** Begin **

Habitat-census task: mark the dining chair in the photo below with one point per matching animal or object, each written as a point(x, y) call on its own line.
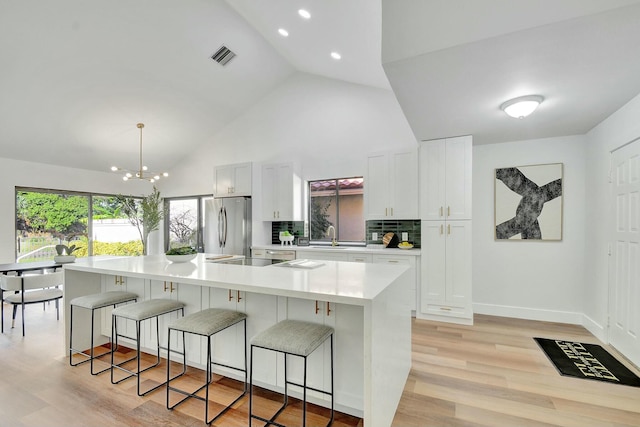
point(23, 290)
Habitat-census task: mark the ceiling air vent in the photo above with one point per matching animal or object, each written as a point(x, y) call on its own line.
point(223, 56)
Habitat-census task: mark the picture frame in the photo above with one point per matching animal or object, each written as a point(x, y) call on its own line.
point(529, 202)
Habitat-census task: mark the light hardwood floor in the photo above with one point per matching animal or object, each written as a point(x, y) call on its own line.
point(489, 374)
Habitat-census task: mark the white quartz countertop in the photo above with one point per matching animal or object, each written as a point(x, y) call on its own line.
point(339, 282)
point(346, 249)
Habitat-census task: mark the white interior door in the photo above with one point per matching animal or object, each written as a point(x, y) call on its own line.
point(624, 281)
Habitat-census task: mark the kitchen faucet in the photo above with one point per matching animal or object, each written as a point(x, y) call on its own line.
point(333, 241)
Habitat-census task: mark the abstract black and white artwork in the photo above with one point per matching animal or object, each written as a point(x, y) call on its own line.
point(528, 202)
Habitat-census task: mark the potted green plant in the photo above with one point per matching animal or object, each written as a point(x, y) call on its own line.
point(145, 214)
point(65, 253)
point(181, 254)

** End **
** Begin **

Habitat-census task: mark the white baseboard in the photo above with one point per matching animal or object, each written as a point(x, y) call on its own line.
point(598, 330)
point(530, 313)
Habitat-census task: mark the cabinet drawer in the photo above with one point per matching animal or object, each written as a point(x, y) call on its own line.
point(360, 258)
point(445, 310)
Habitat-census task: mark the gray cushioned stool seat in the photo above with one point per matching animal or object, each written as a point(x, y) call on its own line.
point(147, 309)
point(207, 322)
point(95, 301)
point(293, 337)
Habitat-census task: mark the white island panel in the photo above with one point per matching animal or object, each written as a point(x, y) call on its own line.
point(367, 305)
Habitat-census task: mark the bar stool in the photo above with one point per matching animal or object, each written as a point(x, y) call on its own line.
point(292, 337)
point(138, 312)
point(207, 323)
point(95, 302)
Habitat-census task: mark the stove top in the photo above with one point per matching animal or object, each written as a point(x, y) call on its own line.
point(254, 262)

** End **
** Begin **

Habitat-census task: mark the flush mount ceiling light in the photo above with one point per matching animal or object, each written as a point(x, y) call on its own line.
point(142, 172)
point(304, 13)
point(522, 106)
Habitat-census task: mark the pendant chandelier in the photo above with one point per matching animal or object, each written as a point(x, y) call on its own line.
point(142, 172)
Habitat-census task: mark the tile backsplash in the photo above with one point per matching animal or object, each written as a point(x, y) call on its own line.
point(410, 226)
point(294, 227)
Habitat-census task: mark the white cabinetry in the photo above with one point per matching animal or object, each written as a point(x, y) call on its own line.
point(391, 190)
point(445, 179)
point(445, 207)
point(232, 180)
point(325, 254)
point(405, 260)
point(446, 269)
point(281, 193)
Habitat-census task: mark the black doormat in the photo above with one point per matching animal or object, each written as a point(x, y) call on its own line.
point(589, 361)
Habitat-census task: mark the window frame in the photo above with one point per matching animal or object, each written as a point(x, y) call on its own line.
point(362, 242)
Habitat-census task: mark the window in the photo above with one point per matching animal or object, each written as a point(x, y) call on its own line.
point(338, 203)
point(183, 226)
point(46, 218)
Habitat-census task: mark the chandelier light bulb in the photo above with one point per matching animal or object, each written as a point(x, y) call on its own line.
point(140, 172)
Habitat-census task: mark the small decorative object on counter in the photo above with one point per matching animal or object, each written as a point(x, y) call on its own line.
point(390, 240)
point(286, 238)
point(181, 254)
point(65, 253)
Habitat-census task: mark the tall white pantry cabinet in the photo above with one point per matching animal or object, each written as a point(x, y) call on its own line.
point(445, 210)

** End **

### [What you should do]
Arrange the item lines from the one holding "Habitat-census task: mark the pendant" through the one holding "point(589, 361)", inclusive, as a numbered list with blank lines omitted.

### [The response]
1. Habitat-census task: mark the pendant chandelier in the photo above with one point per matching animal or object, each written as a point(x, y) call on its own line.
2. point(142, 172)
3. Habitat-census task: mark the tile backsplash in the photo above with one point per matching animal or object, each written as a point(x, y) call on its own line.
4. point(410, 226)
5. point(294, 227)
6. Habitat-census task: mark the white cabinetry in the photo above with one point per matching animal or object, each written as a point(x, y) call on its own line.
7. point(391, 190)
8. point(445, 179)
9. point(445, 207)
10. point(232, 180)
11. point(325, 254)
12. point(405, 260)
13. point(446, 269)
14. point(281, 193)
15. Habitat-census task: mark the black doormat in the photo above with one point per matching animal or object, each written as a point(x, y) call on its own line.
16. point(589, 361)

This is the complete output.